Challenge.
Which lines in the items below contain the string "pink"? Pick out every such line and copy it.

Task inputs.
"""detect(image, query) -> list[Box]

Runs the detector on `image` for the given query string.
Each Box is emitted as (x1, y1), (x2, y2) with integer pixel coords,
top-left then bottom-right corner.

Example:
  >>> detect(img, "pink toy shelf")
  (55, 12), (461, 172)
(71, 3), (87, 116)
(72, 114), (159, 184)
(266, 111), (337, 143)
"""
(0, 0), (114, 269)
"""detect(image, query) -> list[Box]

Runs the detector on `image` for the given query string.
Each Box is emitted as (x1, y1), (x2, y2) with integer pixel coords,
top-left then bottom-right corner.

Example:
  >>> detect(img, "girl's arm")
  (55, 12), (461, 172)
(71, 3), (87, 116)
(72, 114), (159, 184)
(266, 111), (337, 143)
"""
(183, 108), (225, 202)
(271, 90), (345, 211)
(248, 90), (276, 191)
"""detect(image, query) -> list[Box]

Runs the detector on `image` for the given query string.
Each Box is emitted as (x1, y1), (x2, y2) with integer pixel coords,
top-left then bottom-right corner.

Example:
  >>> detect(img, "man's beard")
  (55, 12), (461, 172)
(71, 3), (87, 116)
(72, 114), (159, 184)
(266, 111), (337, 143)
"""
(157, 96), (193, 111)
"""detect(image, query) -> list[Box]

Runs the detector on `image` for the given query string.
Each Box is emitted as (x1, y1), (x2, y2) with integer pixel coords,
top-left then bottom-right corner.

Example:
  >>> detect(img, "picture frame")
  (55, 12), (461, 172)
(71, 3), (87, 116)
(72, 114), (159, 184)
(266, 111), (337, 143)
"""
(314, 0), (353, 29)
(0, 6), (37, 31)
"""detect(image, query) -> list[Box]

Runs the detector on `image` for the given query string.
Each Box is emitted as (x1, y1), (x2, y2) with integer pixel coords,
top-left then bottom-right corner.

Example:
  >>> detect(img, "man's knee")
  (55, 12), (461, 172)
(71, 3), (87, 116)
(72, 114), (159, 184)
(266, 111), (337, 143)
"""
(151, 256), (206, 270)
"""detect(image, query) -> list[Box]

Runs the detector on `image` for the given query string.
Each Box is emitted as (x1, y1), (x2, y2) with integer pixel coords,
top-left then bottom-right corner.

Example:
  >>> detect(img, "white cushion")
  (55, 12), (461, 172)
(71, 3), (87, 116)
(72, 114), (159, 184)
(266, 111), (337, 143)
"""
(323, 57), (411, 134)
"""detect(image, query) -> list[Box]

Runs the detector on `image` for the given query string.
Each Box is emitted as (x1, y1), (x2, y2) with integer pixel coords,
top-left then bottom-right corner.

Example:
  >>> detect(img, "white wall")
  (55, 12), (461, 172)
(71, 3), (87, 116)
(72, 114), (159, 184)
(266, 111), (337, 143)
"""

* * *

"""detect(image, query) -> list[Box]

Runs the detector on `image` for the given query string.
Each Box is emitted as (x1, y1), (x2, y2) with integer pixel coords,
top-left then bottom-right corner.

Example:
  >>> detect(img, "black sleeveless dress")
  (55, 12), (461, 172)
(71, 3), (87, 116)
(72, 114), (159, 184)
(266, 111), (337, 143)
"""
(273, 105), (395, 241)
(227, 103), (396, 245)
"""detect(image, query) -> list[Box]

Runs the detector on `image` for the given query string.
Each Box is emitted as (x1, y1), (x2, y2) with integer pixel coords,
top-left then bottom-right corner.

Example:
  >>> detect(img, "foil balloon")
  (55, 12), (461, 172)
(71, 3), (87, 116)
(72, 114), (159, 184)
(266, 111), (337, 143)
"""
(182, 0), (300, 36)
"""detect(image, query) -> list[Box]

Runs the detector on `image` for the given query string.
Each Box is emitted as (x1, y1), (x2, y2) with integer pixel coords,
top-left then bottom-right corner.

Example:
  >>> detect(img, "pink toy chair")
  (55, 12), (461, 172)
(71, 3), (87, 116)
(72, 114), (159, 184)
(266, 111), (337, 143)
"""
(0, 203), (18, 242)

==

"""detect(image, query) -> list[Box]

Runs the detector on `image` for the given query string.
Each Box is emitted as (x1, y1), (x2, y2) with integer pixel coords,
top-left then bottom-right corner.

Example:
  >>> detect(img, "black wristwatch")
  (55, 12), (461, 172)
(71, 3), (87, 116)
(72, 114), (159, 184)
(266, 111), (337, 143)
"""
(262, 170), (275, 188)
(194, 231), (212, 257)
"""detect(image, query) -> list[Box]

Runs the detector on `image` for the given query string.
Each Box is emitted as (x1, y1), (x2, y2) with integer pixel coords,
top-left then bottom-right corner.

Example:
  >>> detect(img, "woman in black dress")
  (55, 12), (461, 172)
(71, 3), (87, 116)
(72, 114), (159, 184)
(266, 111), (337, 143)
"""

Result of this exercise.
  >>> detect(img, "pink toy shelf")
  >>> detect(img, "pink toy chair")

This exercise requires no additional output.